Text block -
══════════════════════════════

Thursday, January 27, 2011

Cubing - On the Body Memory

Instructions: Spend two minutes writing about each of these things. The subject is on the first body memory I just wrote.

WHO
The who is very much my mother, the person I'm clinging too, the source of comfort, of warmth, of person. The who is also me, myself, the child that I was, the child that on some level is still me, the me that was there in that church, had been there before, but was becoming more and more aware, of awareness awakening within me, and the fear of these new things I was aware of. I returned to that other person, my mother, not even really my mother, just the presence of my mother, something that meant she was there. Just a leg, a bit of clothing, a smell, something to hold on to was enough to calm the me that feared and let him become a me that looked around and wondered at what this world was.

WHAT
What was I remembering, exactly? I was remembering being in the children's room with my mother at church. I was remembering what it felt like to be so small, to live in a world that small, a world small enough that a simple calf was the focus of my world, a part of a person, not even a whole person. What was I doing? I don't know. I don't remember purpose back then because... I don't even remember a because. There was no because. I just was what I was. I was existing, examining, absorbing, learning, trying to process a world that had only one pillar of familiarity.

WHERE
Where was I? I was in the middle of a pew, probably the front pew, in the small room that had been set up for families with small children in the church my mother took our family too. I can remember that room now, because I know it so well from when I was older, but at the time my world was everything below the walls of the pew, the walls that were a bit taller than I. There was a seat I could barely clamber on and off of, there were the legs of people to my left and right, there was the booming voice of what I now know as the priest, saying things I did not bother to understand, there were the singing voices of the legs that stood up and sat down, voices floating down from high above me.

WHEN
When was this? Good question. I can only estimate, I was too young to understand the concept of age at the time. Being only a tad bit taller than my mother's knee, I was probably somewhere between 2-4, I think I was fairly tall for a toddler. It was a time of transition between infant and toddler, between baby and child, between animal and person. Yes, I had lived in the world a few years already, but now I was becoming aware of the world, starting a process of becoming aware of the world that I haven't even stopped to this day. Now I have things to base new discoveries on, knowledge to rationalize new things, but not then... Then, everything was new.

══════════════════════════════

Data lines -

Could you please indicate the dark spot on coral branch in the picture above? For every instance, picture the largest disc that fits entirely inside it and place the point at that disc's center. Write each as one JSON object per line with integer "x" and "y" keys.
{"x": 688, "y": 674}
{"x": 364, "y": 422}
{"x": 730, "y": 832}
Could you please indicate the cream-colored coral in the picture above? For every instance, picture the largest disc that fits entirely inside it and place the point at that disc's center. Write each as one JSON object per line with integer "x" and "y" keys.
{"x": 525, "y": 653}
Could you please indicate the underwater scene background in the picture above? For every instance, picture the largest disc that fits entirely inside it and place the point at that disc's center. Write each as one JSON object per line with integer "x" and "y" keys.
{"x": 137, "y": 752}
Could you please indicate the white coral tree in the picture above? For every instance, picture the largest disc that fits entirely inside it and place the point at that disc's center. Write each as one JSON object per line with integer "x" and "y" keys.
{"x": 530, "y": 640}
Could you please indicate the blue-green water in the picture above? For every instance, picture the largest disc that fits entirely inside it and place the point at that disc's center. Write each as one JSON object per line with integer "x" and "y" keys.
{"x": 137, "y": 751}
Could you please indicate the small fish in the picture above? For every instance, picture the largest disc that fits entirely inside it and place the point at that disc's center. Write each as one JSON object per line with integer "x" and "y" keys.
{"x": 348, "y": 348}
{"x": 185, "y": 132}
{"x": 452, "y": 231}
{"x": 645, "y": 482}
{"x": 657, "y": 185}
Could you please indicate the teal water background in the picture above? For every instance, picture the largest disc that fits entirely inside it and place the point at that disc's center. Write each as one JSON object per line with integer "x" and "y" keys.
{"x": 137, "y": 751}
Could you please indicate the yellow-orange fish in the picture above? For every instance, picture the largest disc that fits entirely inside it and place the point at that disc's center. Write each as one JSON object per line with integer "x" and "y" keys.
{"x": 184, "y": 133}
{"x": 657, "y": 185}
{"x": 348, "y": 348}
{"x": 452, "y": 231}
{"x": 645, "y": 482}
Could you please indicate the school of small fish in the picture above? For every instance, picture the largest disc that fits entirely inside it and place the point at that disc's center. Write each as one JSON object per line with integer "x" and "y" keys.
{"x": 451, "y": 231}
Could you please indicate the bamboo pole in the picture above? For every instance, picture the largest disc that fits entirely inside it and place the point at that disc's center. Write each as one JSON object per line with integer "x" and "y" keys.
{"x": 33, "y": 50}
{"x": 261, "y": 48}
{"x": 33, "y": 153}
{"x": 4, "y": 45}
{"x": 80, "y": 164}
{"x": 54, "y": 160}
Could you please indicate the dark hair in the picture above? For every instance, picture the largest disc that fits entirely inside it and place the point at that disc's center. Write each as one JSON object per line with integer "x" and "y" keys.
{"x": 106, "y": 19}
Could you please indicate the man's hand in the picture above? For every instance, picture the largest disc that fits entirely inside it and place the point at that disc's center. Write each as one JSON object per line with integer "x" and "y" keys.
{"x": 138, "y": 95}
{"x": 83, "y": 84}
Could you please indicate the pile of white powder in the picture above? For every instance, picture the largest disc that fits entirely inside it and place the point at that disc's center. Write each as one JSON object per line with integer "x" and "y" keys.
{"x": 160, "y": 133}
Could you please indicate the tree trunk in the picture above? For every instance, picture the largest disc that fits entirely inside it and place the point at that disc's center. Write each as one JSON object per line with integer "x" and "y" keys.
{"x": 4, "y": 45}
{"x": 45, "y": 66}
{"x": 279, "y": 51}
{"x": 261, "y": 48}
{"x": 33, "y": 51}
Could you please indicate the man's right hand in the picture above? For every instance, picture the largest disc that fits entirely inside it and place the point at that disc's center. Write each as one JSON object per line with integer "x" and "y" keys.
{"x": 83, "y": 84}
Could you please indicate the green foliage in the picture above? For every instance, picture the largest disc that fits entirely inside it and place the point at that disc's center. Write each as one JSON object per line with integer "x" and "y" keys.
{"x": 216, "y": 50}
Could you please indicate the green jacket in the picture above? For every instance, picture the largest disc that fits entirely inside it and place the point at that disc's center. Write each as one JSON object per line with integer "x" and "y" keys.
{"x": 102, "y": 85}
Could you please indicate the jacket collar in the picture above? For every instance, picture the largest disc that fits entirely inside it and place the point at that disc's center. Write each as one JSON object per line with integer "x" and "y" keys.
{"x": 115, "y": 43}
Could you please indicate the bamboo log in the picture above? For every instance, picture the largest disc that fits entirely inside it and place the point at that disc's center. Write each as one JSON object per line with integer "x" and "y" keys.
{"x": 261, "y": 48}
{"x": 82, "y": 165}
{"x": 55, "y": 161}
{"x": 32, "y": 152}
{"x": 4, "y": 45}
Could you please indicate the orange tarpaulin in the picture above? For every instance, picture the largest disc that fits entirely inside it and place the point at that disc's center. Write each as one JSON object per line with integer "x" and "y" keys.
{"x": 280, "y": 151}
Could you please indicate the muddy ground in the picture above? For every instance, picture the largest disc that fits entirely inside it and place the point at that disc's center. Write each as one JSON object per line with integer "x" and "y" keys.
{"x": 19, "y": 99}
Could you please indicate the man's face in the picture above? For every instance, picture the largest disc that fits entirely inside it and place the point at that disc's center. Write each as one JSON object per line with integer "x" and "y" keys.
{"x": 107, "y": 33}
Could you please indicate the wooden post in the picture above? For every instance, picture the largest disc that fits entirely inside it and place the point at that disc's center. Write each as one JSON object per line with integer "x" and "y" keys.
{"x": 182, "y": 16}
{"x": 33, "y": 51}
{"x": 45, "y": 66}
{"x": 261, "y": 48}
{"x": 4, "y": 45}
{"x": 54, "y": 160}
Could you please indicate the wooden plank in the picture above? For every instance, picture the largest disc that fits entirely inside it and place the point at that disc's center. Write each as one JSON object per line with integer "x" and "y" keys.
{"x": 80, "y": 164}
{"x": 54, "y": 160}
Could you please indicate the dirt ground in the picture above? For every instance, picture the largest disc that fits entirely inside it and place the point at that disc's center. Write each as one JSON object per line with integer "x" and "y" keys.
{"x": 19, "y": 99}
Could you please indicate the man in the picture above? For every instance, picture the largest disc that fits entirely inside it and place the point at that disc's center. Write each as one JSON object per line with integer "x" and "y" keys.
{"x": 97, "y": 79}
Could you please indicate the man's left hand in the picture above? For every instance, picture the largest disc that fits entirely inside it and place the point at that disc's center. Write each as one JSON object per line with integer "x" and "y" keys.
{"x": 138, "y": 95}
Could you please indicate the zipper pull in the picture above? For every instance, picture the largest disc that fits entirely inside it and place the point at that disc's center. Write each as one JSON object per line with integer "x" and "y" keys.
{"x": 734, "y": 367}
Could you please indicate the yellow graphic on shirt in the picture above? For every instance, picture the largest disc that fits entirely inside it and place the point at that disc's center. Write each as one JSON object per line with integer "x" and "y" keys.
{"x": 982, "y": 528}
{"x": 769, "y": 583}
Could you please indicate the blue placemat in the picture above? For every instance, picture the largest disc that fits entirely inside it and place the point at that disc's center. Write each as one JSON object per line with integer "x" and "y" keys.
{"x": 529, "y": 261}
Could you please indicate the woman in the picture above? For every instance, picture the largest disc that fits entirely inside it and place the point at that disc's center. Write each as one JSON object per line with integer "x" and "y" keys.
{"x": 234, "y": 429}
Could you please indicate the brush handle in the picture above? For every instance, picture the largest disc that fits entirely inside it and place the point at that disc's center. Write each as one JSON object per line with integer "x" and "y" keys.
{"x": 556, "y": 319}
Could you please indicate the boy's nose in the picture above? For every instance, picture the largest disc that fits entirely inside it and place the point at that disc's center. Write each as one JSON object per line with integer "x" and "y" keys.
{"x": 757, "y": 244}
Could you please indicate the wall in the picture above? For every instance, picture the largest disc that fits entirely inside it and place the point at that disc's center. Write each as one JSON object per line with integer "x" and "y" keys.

══════════════════════════════

Directions for this task - In the cubing piece on the body memory, why can the writer only estimate how old they were, and what do they base that estimate on?

Response - The writer was too young at the time to understand the concept of age, so they can only estimate it. They base the guess of somewhere between 2 and 4 on being only a tad taller than their mother's knee, and they add that they were probably fairly tall for a toddler.